• SHORT PROBLEM
Copy everything from the start of the records down to the line containing "Give the outline of every instance of the clock", with both ends included, and leave the pictures out of your copy.

• PROVIDED RECORDS
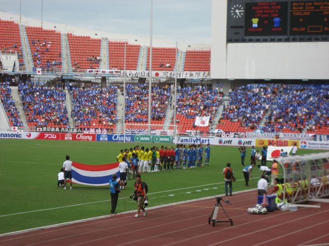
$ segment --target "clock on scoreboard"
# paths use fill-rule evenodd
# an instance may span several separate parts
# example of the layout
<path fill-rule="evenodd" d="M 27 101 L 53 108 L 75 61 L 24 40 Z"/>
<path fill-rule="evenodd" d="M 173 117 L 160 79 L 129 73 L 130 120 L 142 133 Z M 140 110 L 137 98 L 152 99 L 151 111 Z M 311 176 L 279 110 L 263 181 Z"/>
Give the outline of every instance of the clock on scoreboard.
<path fill-rule="evenodd" d="M 329 0 L 228 0 L 230 42 L 329 41 Z"/>

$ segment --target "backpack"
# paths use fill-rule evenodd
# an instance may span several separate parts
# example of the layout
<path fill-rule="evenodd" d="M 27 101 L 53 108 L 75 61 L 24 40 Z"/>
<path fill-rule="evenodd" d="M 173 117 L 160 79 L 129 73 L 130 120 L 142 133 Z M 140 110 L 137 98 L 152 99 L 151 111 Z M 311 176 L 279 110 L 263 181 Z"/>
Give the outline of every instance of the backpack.
<path fill-rule="evenodd" d="M 232 168 L 226 168 L 226 172 L 225 172 L 225 178 L 227 179 L 230 179 L 233 177 L 233 172 Z"/>
<path fill-rule="evenodd" d="M 110 181 L 110 192 L 113 194 L 115 194 L 115 185 L 117 183 L 116 180 Z"/>
<path fill-rule="evenodd" d="M 147 191 L 148 191 L 148 186 L 147 186 L 147 184 L 146 184 L 146 183 L 145 182 L 142 182 L 142 184 L 143 184 L 145 186 L 145 191 L 146 191 L 146 193 L 147 193 Z"/>

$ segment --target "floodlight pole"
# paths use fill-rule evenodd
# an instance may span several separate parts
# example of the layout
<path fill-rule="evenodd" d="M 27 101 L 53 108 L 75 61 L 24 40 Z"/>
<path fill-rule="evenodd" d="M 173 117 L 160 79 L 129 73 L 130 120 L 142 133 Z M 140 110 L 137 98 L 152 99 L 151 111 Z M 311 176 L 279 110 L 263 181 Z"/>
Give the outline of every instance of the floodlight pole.
<path fill-rule="evenodd" d="M 148 81 L 148 134 L 151 135 L 151 115 L 152 109 L 151 107 L 151 94 L 152 83 L 152 35 L 153 29 L 153 0 L 151 0 L 151 24 L 150 27 L 150 77 Z"/>
<path fill-rule="evenodd" d="M 19 1 L 19 24 L 22 24 L 22 0 Z"/>
<path fill-rule="evenodd" d="M 176 105 L 177 105 L 177 102 L 176 100 L 177 99 L 177 72 L 178 71 L 178 58 L 177 57 L 177 55 L 178 54 L 178 50 L 177 50 L 177 46 L 178 46 L 178 42 L 176 41 L 176 64 L 175 65 L 176 66 L 176 71 L 175 72 L 175 88 L 174 89 L 175 90 L 175 99 L 174 100 L 174 125 L 176 125 Z M 176 137 L 176 132 L 177 131 L 177 129 L 174 129 L 174 135 Z"/>
<path fill-rule="evenodd" d="M 43 27 L 43 15 L 44 12 L 44 0 L 41 0 L 41 27 Z"/>
<path fill-rule="evenodd" d="M 123 133 L 125 134 L 126 129 L 125 129 L 125 123 L 126 123 L 126 47 L 127 42 L 125 41 L 125 60 L 124 62 L 124 119 L 123 119 Z M 124 142 L 125 142 L 125 137 L 126 136 L 124 136 Z"/>

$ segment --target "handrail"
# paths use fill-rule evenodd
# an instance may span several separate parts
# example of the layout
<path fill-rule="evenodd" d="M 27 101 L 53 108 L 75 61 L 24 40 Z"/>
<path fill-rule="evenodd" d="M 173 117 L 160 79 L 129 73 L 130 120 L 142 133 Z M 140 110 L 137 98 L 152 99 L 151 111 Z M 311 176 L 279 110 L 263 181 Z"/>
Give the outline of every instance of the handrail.
<path fill-rule="evenodd" d="M 7 115 L 6 114 L 6 110 L 5 110 L 5 107 L 4 107 L 4 105 L 3 105 L 3 103 L 0 100 L 0 107 L 2 108 L 2 112 L 3 112 L 3 114 L 5 114 L 5 118 L 6 119 L 6 121 L 7 122 L 7 125 L 9 126 L 9 127 L 8 130 L 9 130 L 10 129 L 10 123 L 9 122 L 9 120 L 8 119 L 8 117 L 7 116 Z"/>

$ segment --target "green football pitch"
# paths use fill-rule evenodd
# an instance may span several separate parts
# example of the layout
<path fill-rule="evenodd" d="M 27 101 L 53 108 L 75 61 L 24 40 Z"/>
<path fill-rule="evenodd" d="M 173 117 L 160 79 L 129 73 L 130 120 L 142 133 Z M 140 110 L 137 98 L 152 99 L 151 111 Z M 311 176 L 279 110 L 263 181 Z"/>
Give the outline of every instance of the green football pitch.
<path fill-rule="evenodd" d="M 57 173 L 66 155 L 80 163 L 112 163 L 116 162 L 120 149 L 134 144 L 0 139 L 0 234 L 109 215 L 108 186 L 73 184 L 72 190 L 64 190 L 57 186 Z M 250 149 L 247 148 L 246 164 L 250 159 Z M 319 152 L 299 150 L 298 154 Z M 149 206 L 223 194 L 221 173 L 227 162 L 232 163 L 237 179 L 233 191 L 245 189 L 237 147 L 212 146 L 209 166 L 142 174 L 142 179 L 148 186 Z M 268 162 L 267 166 L 270 165 Z M 260 175 L 257 168 L 254 169 L 250 188 L 256 187 Z M 116 212 L 137 209 L 136 202 L 129 198 L 133 183 L 133 180 L 128 181 L 126 189 L 119 194 Z"/>

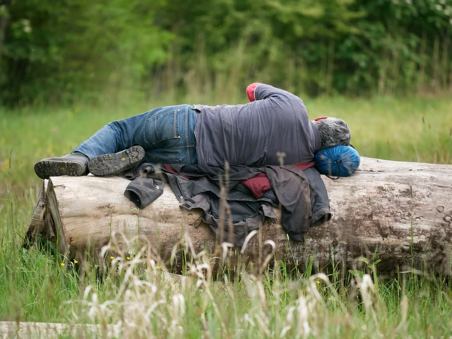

• RESPONSE FOR THIS EXERCISE
$ segment --target "clock on scoreboard"
# paths use fill-rule evenodd
# an instance may span several separate parts
# example of the layout
<path fill-rule="evenodd" d="M 27 101 L 53 108 L 75 61 L 24 40 Z"/>
<path fill-rule="evenodd" d="M 173 117 L 160 79 L 129 73 L 130 120 L 142 133 Z M 140 110 L 137 98 L 152 99 L 151 111 Z M 311 176 L 279 110 L 263 181 Z"/>
Give the outline of every instance of the clock on scoreboard.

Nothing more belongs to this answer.